#### Lesetext:
Rock-Spezialitäten
Was für eine Stimme! Sandie Shaw, Pop-Ikon des Swinging London der 60er Jahre, läßt mit ihrer neuen Single/Maxi „Hand In Glove“ (Rough Trade) sogar ihren Riesenhit „Puppet On A String“ vergessen. Mit tatkräftiger Unterstützung der Smiths, die den backing beat besorgen, übertrifft Sandie alle Erwartungen und klingt selbst 1984 noch wie das angry young girl von 17 Jahren. (6)
Passend im Anschluß und von gleichwohl großer Klasse präsentieren sich The Damned unter dem Pseudonym Naz Nomad & The Nightmares: Cpt. Sensible & Co. verneigen sich vor den Flower-Power-Hits der 60er, die sie mit Geschmack und Engagement auswählten und für den (fiktiven?) Soundtrack GIVE DADDY THE KNIFE, CINDY (Big Beat/UK-Import) im originalen Psych-Sound nachspielen. Vom knallbunten Cover über die billige Orgel bis zum lila Vinyl so authentisch wie die Faust aufs Auge. (6)
Bauhaus haben sich bekanntlich aufgelöst: Sänger Peter Murphy ist mit Mick Kam im Studio, Bassist David Jay wandelt auf seinem Album ETIQUETTE OF VIOLENCE auf den Spuren eines Kevin Ayers. Das Rest-Duo Daniel Ash/Kevin Haskins legt unter dem Namen Tones on Tail nach einigen Maxis das Album POP vor: stimmungsvolle Musik, abgeschieden von allen großen Trends dieser Welt. Dunstig und unwirklich, zum Tanzen und Träumen. (4)

#### Bereitgestellte Angaben:
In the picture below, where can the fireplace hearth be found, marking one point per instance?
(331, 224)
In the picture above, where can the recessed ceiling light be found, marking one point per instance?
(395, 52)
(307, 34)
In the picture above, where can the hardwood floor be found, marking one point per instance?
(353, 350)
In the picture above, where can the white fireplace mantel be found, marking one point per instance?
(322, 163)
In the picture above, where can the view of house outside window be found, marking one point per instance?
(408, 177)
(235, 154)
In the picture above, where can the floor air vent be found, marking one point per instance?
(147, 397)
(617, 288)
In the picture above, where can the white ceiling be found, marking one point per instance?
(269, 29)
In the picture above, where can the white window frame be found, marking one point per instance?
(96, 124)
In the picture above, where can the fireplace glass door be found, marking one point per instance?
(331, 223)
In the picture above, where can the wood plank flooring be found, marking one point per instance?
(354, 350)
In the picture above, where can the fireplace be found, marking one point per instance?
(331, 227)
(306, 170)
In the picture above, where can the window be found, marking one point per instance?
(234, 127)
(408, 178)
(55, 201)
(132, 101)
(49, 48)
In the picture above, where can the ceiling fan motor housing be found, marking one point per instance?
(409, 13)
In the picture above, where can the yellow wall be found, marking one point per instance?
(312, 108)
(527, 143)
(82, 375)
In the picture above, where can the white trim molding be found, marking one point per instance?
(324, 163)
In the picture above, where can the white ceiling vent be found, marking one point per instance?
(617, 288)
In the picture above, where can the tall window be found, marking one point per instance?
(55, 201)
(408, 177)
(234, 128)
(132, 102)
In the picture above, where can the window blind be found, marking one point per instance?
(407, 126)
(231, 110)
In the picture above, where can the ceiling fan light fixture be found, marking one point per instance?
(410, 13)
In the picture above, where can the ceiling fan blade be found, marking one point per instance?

* * *

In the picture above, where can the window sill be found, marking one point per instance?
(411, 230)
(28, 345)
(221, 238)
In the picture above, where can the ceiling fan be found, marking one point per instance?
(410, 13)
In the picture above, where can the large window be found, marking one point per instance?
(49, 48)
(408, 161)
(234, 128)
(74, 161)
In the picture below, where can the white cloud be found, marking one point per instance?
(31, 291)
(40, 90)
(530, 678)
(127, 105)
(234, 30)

--

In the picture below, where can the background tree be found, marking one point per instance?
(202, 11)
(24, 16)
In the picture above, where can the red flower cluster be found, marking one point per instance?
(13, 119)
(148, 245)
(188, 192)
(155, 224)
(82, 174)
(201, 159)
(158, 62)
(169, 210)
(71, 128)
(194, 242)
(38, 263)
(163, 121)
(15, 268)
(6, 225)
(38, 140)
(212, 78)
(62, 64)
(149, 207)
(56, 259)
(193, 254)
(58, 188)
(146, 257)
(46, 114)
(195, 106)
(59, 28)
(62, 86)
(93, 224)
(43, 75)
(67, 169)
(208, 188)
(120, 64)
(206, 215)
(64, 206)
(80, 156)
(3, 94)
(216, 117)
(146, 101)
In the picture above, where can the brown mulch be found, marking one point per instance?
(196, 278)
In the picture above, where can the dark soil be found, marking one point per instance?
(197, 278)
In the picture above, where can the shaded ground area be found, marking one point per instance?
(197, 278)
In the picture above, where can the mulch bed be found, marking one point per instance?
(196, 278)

#### Schriftliche Aufgabe:
Prüfe anhand des Lesetexts über Rock-Spezialitäten, ob die Aussagen (a), (b) und (c) zutreffen. Antworte jeweils mit Ja oder Nein und zitiere die entscheidenden Worte des Lesetexts wörtlich.
(a) Sandie Shaw wird bei „Hand In Glove“ von den Smiths unterstützt.
(b) The Damned treten unter dem Namen Tones on Tail auf.
(c) Der Bassist David Jay hat das Album POP herausgebracht.
Die Einträge braucht man hier nicht.

#### Vollständige Lösung:
(a) Ja: „Mit tatkräftiger Unterstützung der Smiths, die den backing beat besorgen“
(b) Nein: „präsentieren sich The Damned unter dem Pseudonym Naz Nomad & The Nightmares“
(c) Nein: „Das Rest-Duo Daniel Ash/Kevin Haskins legt unter dem Namen Tones on Tail nach einigen Maxis das Album POP vor“